Passage:
+++++

Any time one engages fundamentalist social conservatives on the subject of birth control and teen pregnancy, one is likely to hear the Big Abstinence Lie ™ and Kevin McCullough doesn’t disappoint:
”Of course logical people everywhere are still scratching their heads at that one, because it is 100% scientifically provable that abstinence - when practiced is always 100% reliable. “
While this may sound reasonable at a glance, it is really a bit of logical sophistry mixed with some basic denial of the complexities of life.
In the first place, the claim is simply empirically incorrect, since an abstinent woman can become pregnant, or catch an STD, from being raped, being the unfortunate victim of a medical mistake (ie Ryan White or Arthur Ashe), or getting too close to a young man who, well, has less bodily control than he will have later in life. But more importantly, this claim ignores the fact that there are two kinds of error in any endeavor: application error, and functional error. For example, with the strategy of wearing a condom, forgetting to wear it is application error. The condom breaking is functional error. Both can result in the unwanted effects of disease and pregnancy, so both must be considered. For people to make the claim that McCullough does they must either pretend application error doesn’t exist, or that for some reason, the ill effects of it are somehow less important than those same ill effects acquired by other means.
To illustrate most starkly how silly McCullough’s position is, just apply the same thinking to an alcoholic trying to stay sober. It is 100% scientifically provable that abstinence from drinking - when practiced is always 100% reliable. “Yeah”, says the alcoholic, “but it is the abstaining I have a hard time with”. Likewise with teens and sex. An Abstinence program does not forcibly keep children from having sex. All it does is tell them to not have sex and hope they don’t. Claiming that the program was a success because all who did so remained disease and pregnancy free is small comfort to those that weren’t able to. It is sophistry of the worst kind.

+++++

Stored data:
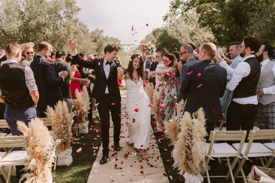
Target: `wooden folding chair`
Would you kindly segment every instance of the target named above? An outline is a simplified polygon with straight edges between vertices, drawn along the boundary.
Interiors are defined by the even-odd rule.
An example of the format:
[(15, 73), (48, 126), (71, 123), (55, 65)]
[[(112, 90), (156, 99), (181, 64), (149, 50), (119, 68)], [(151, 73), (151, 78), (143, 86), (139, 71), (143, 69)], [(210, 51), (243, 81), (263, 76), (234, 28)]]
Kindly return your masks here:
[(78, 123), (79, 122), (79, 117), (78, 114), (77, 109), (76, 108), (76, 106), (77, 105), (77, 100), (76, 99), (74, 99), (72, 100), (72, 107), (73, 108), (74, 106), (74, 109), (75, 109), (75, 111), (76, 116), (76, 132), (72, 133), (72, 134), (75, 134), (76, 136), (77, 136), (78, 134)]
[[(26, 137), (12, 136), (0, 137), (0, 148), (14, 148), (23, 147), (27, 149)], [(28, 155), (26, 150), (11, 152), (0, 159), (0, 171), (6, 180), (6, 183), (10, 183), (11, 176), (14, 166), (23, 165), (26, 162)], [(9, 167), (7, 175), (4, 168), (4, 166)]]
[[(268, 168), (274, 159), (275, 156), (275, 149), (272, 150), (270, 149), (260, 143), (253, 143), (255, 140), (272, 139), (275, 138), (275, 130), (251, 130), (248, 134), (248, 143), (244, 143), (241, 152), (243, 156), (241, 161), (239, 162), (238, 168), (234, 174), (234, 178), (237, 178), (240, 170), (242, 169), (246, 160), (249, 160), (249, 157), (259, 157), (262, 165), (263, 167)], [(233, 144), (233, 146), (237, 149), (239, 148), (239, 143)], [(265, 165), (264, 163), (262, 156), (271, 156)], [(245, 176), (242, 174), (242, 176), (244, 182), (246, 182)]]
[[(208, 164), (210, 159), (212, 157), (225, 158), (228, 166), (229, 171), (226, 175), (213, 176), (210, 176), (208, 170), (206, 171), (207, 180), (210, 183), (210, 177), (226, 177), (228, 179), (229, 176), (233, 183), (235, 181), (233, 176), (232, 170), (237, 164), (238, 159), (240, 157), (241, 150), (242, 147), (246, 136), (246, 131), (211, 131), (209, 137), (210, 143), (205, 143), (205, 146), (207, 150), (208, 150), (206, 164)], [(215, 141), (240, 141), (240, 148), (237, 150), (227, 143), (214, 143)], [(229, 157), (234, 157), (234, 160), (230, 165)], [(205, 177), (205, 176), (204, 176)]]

+++++

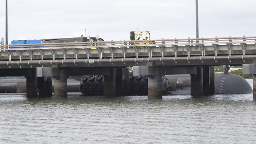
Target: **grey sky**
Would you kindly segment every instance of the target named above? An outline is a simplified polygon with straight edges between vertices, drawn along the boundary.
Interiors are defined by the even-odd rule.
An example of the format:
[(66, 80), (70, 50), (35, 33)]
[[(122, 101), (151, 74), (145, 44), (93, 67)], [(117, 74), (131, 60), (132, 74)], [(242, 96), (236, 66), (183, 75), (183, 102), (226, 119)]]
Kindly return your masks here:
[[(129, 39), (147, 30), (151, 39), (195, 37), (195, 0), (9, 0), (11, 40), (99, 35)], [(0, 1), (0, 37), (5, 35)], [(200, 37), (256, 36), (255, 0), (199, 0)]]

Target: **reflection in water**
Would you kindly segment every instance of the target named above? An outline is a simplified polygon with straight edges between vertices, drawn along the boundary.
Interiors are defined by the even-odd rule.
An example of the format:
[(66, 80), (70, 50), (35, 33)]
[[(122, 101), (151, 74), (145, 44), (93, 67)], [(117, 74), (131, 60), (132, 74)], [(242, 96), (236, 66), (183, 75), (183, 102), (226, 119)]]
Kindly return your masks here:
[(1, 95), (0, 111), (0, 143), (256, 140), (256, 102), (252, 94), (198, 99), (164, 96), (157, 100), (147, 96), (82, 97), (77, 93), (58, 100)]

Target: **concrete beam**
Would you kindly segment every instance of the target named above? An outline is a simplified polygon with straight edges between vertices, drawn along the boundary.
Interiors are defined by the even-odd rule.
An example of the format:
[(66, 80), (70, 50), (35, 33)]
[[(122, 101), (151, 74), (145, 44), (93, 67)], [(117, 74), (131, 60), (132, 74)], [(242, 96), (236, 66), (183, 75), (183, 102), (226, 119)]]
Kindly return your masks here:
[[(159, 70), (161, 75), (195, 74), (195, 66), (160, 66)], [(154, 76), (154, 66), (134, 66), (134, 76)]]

+++++

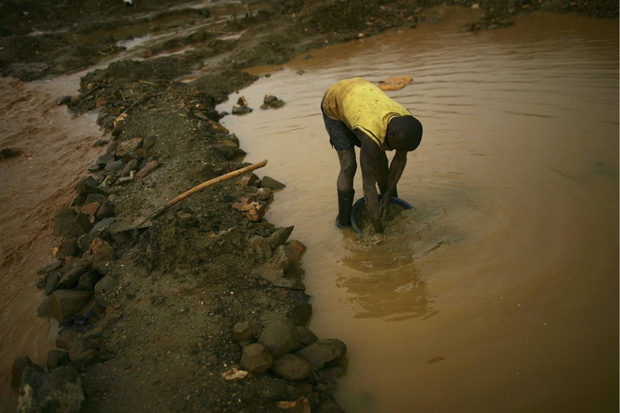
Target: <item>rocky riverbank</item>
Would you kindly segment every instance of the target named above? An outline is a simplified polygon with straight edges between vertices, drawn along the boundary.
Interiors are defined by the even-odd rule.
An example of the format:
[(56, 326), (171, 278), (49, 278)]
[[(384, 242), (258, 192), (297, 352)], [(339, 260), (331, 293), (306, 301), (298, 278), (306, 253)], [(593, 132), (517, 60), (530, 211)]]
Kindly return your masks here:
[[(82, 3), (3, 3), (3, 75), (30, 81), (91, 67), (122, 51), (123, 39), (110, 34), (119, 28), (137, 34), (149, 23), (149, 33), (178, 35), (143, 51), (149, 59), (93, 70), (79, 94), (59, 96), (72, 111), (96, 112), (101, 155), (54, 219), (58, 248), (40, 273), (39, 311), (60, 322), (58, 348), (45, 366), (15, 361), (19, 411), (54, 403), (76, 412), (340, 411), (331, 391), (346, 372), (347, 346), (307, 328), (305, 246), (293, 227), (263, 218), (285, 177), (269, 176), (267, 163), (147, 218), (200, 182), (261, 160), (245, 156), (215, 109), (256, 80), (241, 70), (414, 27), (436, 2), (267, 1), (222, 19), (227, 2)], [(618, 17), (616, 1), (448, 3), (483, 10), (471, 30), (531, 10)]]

+++++

Work instruction 1:
Reproduce the abstinence passage starting at "Any time one" and ending at "complexities of life.", swapping "sophistry" for "trickery".
Work instruction 2:
According to the abstinence passage, what two kinds of error exist in any endeavor?
The items can be disregarded.

Answer area 1:
Any time one engages fundamentalist social conservatives on the subject of birth control and teen pregnancy, one is likely to hear the Big Abstinence Lie ™ and Kevin McCullough doesn’t disappoint:
”Of course logical people everywhere are still scratching their heads at that one, because it is 100% scientifically provable that abstinence - when practiced is always 100% reliable. “
While this may sound reasonable at a glance, it is really a bit of logical trickery mixed with some basic denial of the complexities of life.

Answer area 2:
Application error and functional error.